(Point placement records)
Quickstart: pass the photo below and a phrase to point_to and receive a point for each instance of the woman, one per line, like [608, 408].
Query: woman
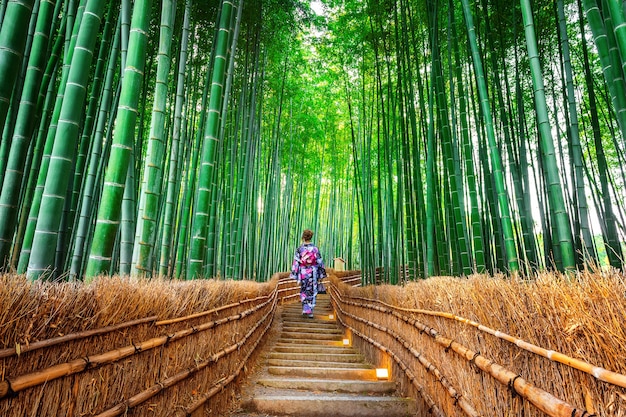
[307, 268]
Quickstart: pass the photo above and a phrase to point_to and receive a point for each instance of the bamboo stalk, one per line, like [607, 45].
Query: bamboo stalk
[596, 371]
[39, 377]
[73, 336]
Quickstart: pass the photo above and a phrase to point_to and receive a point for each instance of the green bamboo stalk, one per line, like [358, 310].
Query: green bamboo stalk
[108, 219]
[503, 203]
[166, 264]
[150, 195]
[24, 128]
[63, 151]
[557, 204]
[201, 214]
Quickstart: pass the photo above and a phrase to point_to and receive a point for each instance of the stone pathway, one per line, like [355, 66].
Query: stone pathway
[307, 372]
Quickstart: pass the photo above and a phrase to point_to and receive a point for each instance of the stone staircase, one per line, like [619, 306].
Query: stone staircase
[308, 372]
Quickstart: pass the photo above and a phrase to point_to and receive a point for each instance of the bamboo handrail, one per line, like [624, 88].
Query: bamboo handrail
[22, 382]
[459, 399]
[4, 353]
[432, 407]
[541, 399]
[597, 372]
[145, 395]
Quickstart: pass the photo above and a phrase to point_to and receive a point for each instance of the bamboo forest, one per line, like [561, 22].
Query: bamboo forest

==

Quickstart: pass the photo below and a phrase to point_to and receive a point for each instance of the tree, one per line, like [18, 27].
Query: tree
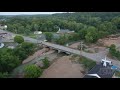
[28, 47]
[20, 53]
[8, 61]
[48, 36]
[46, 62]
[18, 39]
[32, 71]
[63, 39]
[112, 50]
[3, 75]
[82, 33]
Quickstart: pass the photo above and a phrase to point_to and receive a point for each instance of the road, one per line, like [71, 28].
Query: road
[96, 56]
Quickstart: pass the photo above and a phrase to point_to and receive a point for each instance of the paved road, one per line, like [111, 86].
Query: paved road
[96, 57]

• _Requirement_
Arrange the lines running from the one containing "like [561, 22]." down to the one containing "Query: bamboo forest", both included, as a JSON list of strings with one string per line and blank lines omitted.

• _Worked solution_
[
  "Quickstart: pass the photo above and a phrase to point_to and receive a point for each instance of the bamboo forest, one per line, like [561, 22].",
  "Query: bamboo forest"
]